What is expected.
Every entry must appear in the answer exactly as written.
Start of Information shown
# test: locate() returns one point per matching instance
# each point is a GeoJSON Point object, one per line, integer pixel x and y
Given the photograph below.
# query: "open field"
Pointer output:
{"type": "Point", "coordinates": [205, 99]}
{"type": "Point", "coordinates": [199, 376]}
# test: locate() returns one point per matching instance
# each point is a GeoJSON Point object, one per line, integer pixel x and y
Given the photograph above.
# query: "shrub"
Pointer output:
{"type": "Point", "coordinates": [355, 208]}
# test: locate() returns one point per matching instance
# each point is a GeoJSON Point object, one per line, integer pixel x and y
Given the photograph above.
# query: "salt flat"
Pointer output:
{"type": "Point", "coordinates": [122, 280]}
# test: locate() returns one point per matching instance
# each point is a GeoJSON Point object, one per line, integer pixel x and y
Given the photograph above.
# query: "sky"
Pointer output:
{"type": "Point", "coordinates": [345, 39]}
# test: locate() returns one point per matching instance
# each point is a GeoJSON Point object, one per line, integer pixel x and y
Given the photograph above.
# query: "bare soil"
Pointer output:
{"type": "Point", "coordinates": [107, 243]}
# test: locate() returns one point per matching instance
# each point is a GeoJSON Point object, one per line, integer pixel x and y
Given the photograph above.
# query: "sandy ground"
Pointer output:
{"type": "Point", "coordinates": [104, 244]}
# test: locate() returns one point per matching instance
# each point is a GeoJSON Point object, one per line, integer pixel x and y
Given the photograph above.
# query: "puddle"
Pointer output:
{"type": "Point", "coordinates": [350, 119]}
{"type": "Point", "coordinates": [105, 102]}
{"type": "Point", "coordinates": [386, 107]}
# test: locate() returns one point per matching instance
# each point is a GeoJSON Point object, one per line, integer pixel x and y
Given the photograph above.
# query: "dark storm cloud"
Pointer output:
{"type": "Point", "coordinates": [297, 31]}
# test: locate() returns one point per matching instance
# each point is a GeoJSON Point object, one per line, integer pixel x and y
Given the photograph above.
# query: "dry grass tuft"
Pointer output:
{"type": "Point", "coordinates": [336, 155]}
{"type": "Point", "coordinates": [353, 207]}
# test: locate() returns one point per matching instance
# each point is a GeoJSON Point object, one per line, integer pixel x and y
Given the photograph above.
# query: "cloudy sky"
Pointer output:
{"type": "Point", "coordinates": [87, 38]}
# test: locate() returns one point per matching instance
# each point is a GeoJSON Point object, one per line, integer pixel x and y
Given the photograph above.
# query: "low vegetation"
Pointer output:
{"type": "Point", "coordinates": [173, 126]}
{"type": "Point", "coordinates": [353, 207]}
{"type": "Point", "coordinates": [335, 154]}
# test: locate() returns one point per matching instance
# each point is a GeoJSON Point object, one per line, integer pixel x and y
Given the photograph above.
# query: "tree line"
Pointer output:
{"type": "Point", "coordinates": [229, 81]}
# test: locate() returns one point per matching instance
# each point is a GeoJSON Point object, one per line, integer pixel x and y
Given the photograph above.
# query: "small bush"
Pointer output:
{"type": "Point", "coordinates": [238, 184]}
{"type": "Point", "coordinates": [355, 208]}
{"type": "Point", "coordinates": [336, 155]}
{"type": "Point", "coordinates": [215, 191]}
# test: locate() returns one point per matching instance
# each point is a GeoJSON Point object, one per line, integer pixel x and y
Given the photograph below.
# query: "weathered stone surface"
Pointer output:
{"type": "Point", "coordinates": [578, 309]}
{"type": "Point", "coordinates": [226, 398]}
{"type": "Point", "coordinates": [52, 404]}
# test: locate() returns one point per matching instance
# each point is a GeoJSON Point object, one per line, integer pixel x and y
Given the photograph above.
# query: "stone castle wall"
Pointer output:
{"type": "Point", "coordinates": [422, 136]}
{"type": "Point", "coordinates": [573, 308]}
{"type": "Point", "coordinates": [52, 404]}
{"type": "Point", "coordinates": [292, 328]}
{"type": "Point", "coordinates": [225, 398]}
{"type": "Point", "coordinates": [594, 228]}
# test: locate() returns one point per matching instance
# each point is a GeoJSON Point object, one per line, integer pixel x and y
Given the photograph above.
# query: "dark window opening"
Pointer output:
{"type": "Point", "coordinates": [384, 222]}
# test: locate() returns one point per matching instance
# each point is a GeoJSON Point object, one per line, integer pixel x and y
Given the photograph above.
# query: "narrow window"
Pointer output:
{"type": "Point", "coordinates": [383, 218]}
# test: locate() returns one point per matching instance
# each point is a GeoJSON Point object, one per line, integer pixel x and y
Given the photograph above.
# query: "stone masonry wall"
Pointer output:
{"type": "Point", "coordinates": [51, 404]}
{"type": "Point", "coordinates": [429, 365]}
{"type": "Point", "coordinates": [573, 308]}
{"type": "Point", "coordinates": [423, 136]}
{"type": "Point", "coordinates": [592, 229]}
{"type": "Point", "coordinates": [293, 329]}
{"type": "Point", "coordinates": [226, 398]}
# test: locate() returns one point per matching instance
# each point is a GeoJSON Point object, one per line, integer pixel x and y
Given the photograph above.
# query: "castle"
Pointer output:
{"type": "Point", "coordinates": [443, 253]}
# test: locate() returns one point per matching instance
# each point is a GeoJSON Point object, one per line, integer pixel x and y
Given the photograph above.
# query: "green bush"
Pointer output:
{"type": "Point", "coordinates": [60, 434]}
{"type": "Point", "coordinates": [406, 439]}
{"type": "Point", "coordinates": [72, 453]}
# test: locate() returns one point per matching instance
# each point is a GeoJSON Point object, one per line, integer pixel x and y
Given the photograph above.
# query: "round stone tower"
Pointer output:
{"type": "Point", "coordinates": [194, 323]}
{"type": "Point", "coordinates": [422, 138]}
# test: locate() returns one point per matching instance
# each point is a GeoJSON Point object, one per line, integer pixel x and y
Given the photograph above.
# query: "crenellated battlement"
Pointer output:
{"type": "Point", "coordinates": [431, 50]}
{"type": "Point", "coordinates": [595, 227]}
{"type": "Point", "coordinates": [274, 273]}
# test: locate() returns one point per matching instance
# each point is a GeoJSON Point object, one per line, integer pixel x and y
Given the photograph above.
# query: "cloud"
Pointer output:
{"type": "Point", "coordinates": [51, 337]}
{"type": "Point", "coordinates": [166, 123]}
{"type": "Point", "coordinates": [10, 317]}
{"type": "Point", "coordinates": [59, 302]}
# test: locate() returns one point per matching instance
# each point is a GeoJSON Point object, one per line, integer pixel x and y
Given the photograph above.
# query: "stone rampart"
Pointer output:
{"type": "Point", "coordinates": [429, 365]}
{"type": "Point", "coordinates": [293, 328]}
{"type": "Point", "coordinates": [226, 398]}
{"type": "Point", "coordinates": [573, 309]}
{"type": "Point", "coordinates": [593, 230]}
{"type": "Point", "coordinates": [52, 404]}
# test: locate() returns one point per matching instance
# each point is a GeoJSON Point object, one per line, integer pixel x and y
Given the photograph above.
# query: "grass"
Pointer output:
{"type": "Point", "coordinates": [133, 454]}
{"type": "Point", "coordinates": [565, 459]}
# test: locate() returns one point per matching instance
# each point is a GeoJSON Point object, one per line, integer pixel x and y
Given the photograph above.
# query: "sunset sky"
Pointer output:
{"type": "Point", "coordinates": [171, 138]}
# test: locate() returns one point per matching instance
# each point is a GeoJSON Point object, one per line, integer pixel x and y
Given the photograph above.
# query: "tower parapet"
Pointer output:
End of Information shown
Answer to this task.
# test: locate() returns one point per matching instance
# each point is a GeoJSON Point object, one per line, integer pixel x and y
Given the photograph below.
# query: "open field"
Pointer output:
{"type": "Point", "coordinates": [205, 99]}
{"type": "Point", "coordinates": [199, 376]}
# test: locate() returns one point per matching instance
# each point is a GeoJSON Point object, one per line, integer pixel x and y
Given the photograph above.
# query: "shrub"
Pointer output:
{"type": "Point", "coordinates": [355, 208]}
# test: locate() returns one point per matching instance
# each point is a GeoJSON Point object, one per line, integer pixel x and y
Given the photograph above.
# query: "salt flat"
Pointer output:
{"type": "Point", "coordinates": [122, 280]}
# test: locate() returns one point per matching instance
# each point is a GeoJSON Point object, one per line, integer pixel x and y
Given the photograph above.
# query: "sky"
Pointer output:
{"type": "Point", "coordinates": [345, 39]}
# test: locate() returns one point per matching instance
# each point is a GeoJSON Point object, one per line, integer pixel x and y
Given the photograph above.
# query: "bare soil"
Pointer output:
{"type": "Point", "coordinates": [107, 243]}
# test: locate() returns one point per matching instance
# each point is a GeoJSON Point object, one per line, integer pixel x and y
Given the photograph above.
# query: "sandy ground"
Pointer output:
{"type": "Point", "coordinates": [104, 244]}
# test: locate() returns one point per matching instance
# each point is a GeoJSON Point object, one per line, integer pixel x and y
Given the photograph above.
# query: "puddle"
Pointer output:
{"type": "Point", "coordinates": [350, 119]}
{"type": "Point", "coordinates": [105, 102]}
{"type": "Point", "coordinates": [386, 107]}
# test: locate() returns one point per matching instance
# each point is a GeoJSON Point object, one per line, integer pixel x and y
Given the photograph above.
# query: "dark storm cloud"
Pointer output:
{"type": "Point", "coordinates": [297, 31]}
# test: locate() returns one point per matching instance
# each point is a GeoJSON Point object, one per line, integer pixel x and y
Given the photograph above.
# query: "dry grass tuft"
Pointer output:
{"type": "Point", "coordinates": [336, 155]}
{"type": "Point", "coordinates": [353, 207]}
# test: locate() returns one point per matching instance
# each point is a GeoJSON Point object, one per line, integer pixel x and y
Given the photograph above.
# query: "cloudy sky"
Pointer output:
{"type": "Point", "coordinates": [87, 38]}
# test: locate() returns one point per matching instance
# each point is a GeoJSON Point object, one per line, integer pixel x and y
Given the photograph above.
# query: "low vegetation"
Pointer output:
{"type": "Point", "coordinates": [173, 126]}
{"type": "Point", "coordinates": [353, 207]}
{"type": "Point", "coordinates": [335, 154]}
# test: locate() returns one point per matching instance
# each point is a GeoJSON Point object, one per line, integer pixel x and y
Given the photograph above.
# query: "tree line"
Pointer output:
{"type": "Point", "coordinates": [229, 81]}
# test: locate() returns one point per matching instance
# each point is a GeoJSON Point object, one per line, integer pixel x and y
Given the photograph above.
# query: "small bush"
Pointer output:
{"type": "Point", "coordinates": [238, 184]}
{"type": "Point", "coordinates": [355, 208]}
{"type": "Point", "coordinates": [336, 155]}
{"type": "Point", "coordinates": [215, 191]}
# test: locate() returns one point per matching instance
# each point is a GeoJSON Point object, one per line, integer pixel x and y
Given the photograph below.
# query: "weathered stone surface"
Pointer output:
{"type": "Point", "coordinates": [578, 309]}
{"type": "Point", "coordinates": [226, 398]}
{"type": "Point", "coordinates": [52, 404]}
# test: locate() returns one point per matching instance
# each point is a GeoJSON Point object, one per line, integer pixel x and y
Given the photograph above.
# query: "stone castle wall"
Pointer output:
{"type": "Point", "coordinates": [422, 136]}
{"type": "Point", "coordinates": [573, 308]}
{"type": "Point", "coordinates": [52, 404]}
{"type": "Point", "coordinates": [292, 328]}
{"type": "Point", "coordinates": [225, 398]}
{"type": "Point", "coordinates": [594, 228]}
# test: locate() returns one point per matching instance
# each point is a GeoJSON Point object, one per line, integer pixel x and y
Given the photograph above.
# query: "dark window opening"
Pointer output:
{"type": "Point", "coordinates": [384, 222]}
# test: locate() returns one point per matching instance
# each point is a GeoJSON Point object, one per line, integer pixel x and y
Given the photograph above.
# query: "narrow window"
Pointer output:
{"type": "Point", "coordinates": [383, 218]}
# test: locate() returns one point per matching instance
# each point is a GeoJSON Point object, one per line, integer pixel x and y
Given the photograph above.
# query: "stone masonry wall"
Pointer output:
{"type": "Point", "coordinates": [51, 404]}
{"type": "Point", "coordinates": [429, 365]}
{"type": "Point", "coordinates": [573, 308]}
{"type": "Point", "coordinates": [423, 136]}
{"type": "Point", "coordinates": [592, 229]}
{"type": "Point", "coordinates": [293, 329]}
{"type": "Point", "coordinates": [226, 398]}
# test: locate() returns one point per matching instance
# each point is a GeoJSON Point object, one per line, integer pixel x and y
Given the photograph above.
# query: "castle"
Pointer output:
{"type": "Point", "coordinates": [443, 253]}
# test: locate() returns one point per matching instance
# each point is a GeoJSON Point object, one per line, integer pixel x and y
Given the photograph above.
# query: "green bush"
Pointer output:
{"type": "Point", "coordinates": [60, 434]}
{"type": "Point", "coordinates": [406, 439]}
{"type": "Point", "coordinates": [72, 453]}
# test: locate() returns one point per matching instance
# each point is a GeoJSON Point object, one per line, integer pixel x and y
Given the photograph above.
# query: "round stone tower"
Pointer output:
{"type": "Point", "coordinates": [194, 323]}
{"type": "Point", "coordinates": [422, 138]}
# test: locate() returns one point per matching instance
# each point is a GeoJSON Point object, one per line, integer pixel x and y
Given the photograph above.
# query: "crenellated battlement"
Pointer output:
{"type": "Point", "coordinates": [431, 50]}
{"type": "Point", "coordinates": [595, 227]}
{"type": "Point", "coordinates": [274, 273]}
# test: locate() returns one point per matching instance
# each point is a GeoJSON Point object, one per line, integer pixel x and y
Given the photograph above.
# query: "cloud"
Pointer output:
{"type": "Point", "coordinates": [51, 337]}
{"type": "Point", "coordinates": [166, 123]}
{"type": "Point", "coordinates": [10, 317]}
{"type": "Point", "coordinates": [59, 302]}
# test: locate() returns one point per matching instance
# each point is a GeoJSON Point object, one per line, integer pixel x and y
Given the photograph above.
# query: "stone rampart"
Pointer output:
{"type": "Point", "coordinates": [429, 365]}
{"type": "Point", "coordinates": [293, 328]}
{"type": "Point", "coordinates": [226, 398]}
{"type": "Point", "coordinates": [573, 309]}
{"type": "Point", "coordinates": [593, 230]}
{"type": "Point", "coordinates": [52, 404]}
# test: locate() returns one point per matching instance
# each point is a GeoJSON Point object, one per line, integer pixel x and y
Given the photograph above.
# query: "grass"
Pointer output:
{"type": "Point", "coordinates": [133, 454]}
{"type": "Point", "coordinates": [565, 459]}
# test: locate() returns one point per matching instance
# each point is a GeoJSON Point object, one per line, integer pixel x and y
Given the photograph above.
# query: "sunset sky"
Pointer output:
{"type": "Point", "coordinates": [171, 138]}
# test: locate() returns one point per matching instance
# each point is a GeoJSON Point object, one per line, integer pixel x and y
Given the photograph above.
# query: "tower parapet"
Pointer output:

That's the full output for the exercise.